Page extract:
(begin)

The proposed package includes a temporary freeze of the Russian oil price cap adjustment mechanism and new designations against institutions used by Moscow to generate revenue and circumvent existing EU sanctions, according to Kallas.
Speaking at the press conference in Brussels, European Commission President Ursula von der Leyen said the new measures would focus on energy, financial services, crypto, and fisheries, while also introducing a ban on the entry of former Russian combatants into the EU.
“Our sanctions keep biting hard and cutting deep. They are weakening the economic foundations of Russia’s war effort,” von der Leyen said, arguing that Russia’s economy is slowing and its budget is under increasing pressure.
Under the energy-related measures, the EU proposes suspending adjustments to the oil price cap until January next year, citing market disruptions linked to tensions in the Middle East and the closure of the Strait of Hormuz.
The package would also add 30 vessels to the EU sanctions list, bringing the total number of sanctioned ships linked to Russia’s so-called shadow fleet to more than 630.
For the first time, the bloc plans to target vessels that support the shadow fleet through services such as bunkering, as well as critical infrastructure involved in trading, processing, or transporting Russian oil, including ports, airports, and refineries.
The European Commission also proposed restricting the sale of liquefied natural gas tankers to Russia, mirroring existing restrictions on oil tankers.

(end)

Listed entries:
(begin)

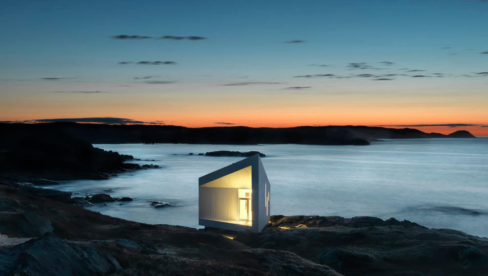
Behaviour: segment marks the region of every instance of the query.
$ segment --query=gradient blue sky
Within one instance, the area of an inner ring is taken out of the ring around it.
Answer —
[[[0,120],[488,123],[488,2],[31,1],[2,10]],[[122,34],[206,39],[111,37]],[[293,40],[304,42],[285,42]],[[119,64],[142,61],[177,64]]]

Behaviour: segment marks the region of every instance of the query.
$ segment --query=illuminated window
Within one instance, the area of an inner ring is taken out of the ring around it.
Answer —
[[[199,178],[199,224],[260,231],[269,220],[269,186],[263,168],[256,155]]]

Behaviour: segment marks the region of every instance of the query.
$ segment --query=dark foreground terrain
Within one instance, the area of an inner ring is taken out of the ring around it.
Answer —
[[[0,130],[0,178],[52,185],[40,184],[39,179],[106,179],[127,170],[159,167],[125,163],[133,159],[95,148],[62,129]]]
[[[0,124],[0,133],[42,137],[51,133],[70,135],[91,144],[170,143],[257,145],[299,144],[364,146],[382,139],[474,138],[465,130],[449,135],[414,128],[330,126],[295,127],[225,127],[190,128],[176,126],[102,125],[76,123]]]
[[[488,239],[407,221],[273,216],[259,234],[197,230],[22,187],[0,181],[0,276],[488,275]]]

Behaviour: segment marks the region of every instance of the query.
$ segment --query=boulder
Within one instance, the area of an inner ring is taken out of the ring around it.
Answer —
[[[155,208],[161,208],[170,206],[169,203],[167,202],[163,202],[161,201],[153,201],[150,204],[151,206],[154,206]]]
[[[0,212],[0,233],[15,237],[40,237],[52,232],[51,221],[36,213]]]
[[[47,179],[43,179],[42,178],[39,178],[37,179],[31,179],[29,182],[36,185],[36,186],[61,185],[62,184],[60,182],[58,182],[58,181],[54,181],[53,180],[48,180]]]
[[[143,165],[141,167],[142,169],[161,169],[161,166],[159,165],[153,165],[153,164],[145,164]]]
[[[241,151],[231,151],[230,150],[218,150],[217,151],[209,151],[205,153],[205,155],[207,156],[237,156],[242,157],[248,157],[255,154],[259,154],[259,156],[262,157],[266,156],[264,153],[254,151],[241,152]]]
[[[88,199],[90,198],[88,197]],[[89,201],[86,200],[86,197],[81,196],[74,196],[71,198],[71,204],[79,207],[85,207],[93,205]]]
[[[111,274],[122,270],[111,255],[55,236],[31,240],[0,253],[0,259],[6,258],[12,261],[0,266],[1,272],[8,275],[89,276]]]
[[[117,198],[112,197],[106,193],[97,193],[88,199],[88,201],[92,203],[110,202],[115,201],[117,199]]]

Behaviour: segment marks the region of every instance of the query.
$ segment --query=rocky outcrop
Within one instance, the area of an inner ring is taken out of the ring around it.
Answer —
[[[105,275],[122,270],[112,256],[55,236],[31,240],[0,252],[0,275]],[[5,274],[3,273],[6,272]]]
[[[106,193],[97,193],[90,197],[88,201],[92,203],[100,202],[112,202],[119,199],[117,197],[112,197]]]
[[[447,135],[448,138],[476,138],[466,130],[458,130]]]
[[[155,208],[163,208],[171,206],[171,204],[167,202],[163,202],[162,201],[153,201],[149,205]]]
[[[272,216],[261,233],[234,240],[293,252],[345,275],[488,274],[488,239],[394,218]]]
[[[4,206],[16,213],[32,211],[53,230],[18,233],[16,242],[0,242],[1,276],[341,275],[289,251],[253,248],[210,231],[111,217],[0,185]],[[37,238],[25,242],[26,234]]]
[[[259,151],[241,152],[241,151],[230,151],[229,150],[218,150],[205,153],[206,156],[237,156],[239,157],[248,157],[256,154],[259,154],[259,156],[262,157],[266,156],[264,153],[262,153]]]
[[[131,155],[94,148],[62,127],[44,126],[0,124],[0,177],[54,185],[60,183],[53,180],[106,179],[111,174],[141,169],[124,163],[134,159]]]
[[[31,179],[28,182],[32,183],[33,185],[36,186],[52,186],[52,185],[61,185],[61,183],[58,181],[54,181],[53,180],[48,180],[47,179],[43,179],[42,178],[39,178],[37,179]]]

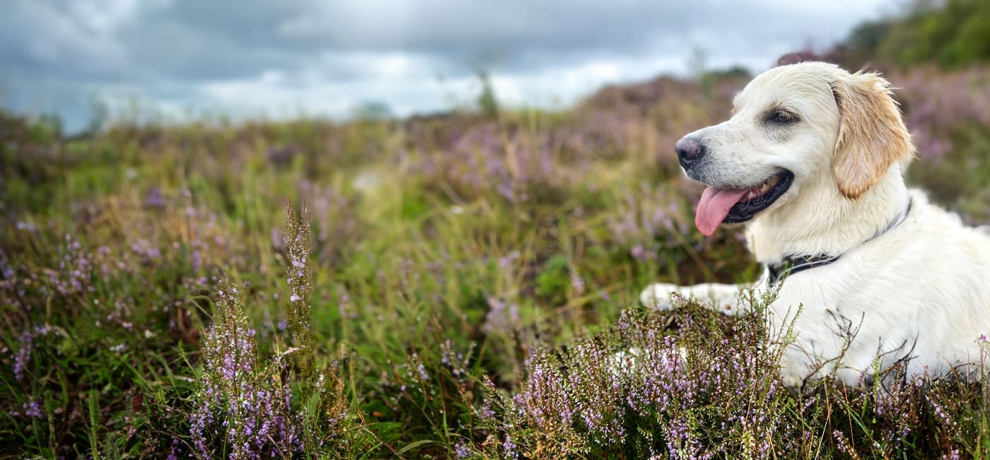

(end)

Goals:
1: In the article on the EU sanctions package, which areas did von der Leyen say the new measures would focus on? List every one.
2: Please write the next few sentences of the article on the EU sanctions package, picking up after its last sentence.
The entries are separate material and are not part of the article on the EU sanctions package.

Answers to the tasks:
1: Energy, financial services, crypto, and fisheries.

2:
On the financial front, Brussels plans to expand transaction bans to 31 additional Russian banks and impose measures on 20 banks, crypto firms, platforms, and oil traders in third countries accused of facilitating transactions for sanctioned Russian entities or helping circumvent EU restrictions.
Von der Leyen said the package would, for the first time, introduce the possibility of a full ban on crypto-asset services from third countries that assist Russia in evading sanctions.
The proposed measures further include new export restrictions on technologies and materials used by Russia’s military-industrial sector, including metals and alloys employed in aerospace, defense, and drone production, as well as ground-support, jamming, and launch systems.
The EU also plans new import bans covering goods worth around €60 million ($69 million), including certain metals, metal ores, and car parts.
In addition, Brussels is proposing restrictions on Russian fish imports, including a complete ban on some products such as cod, while aligning trade restrictions on Belarus to prevent it from serving as a route for Russian goods.
The package must be approved unanimously by EU member states before entering into force.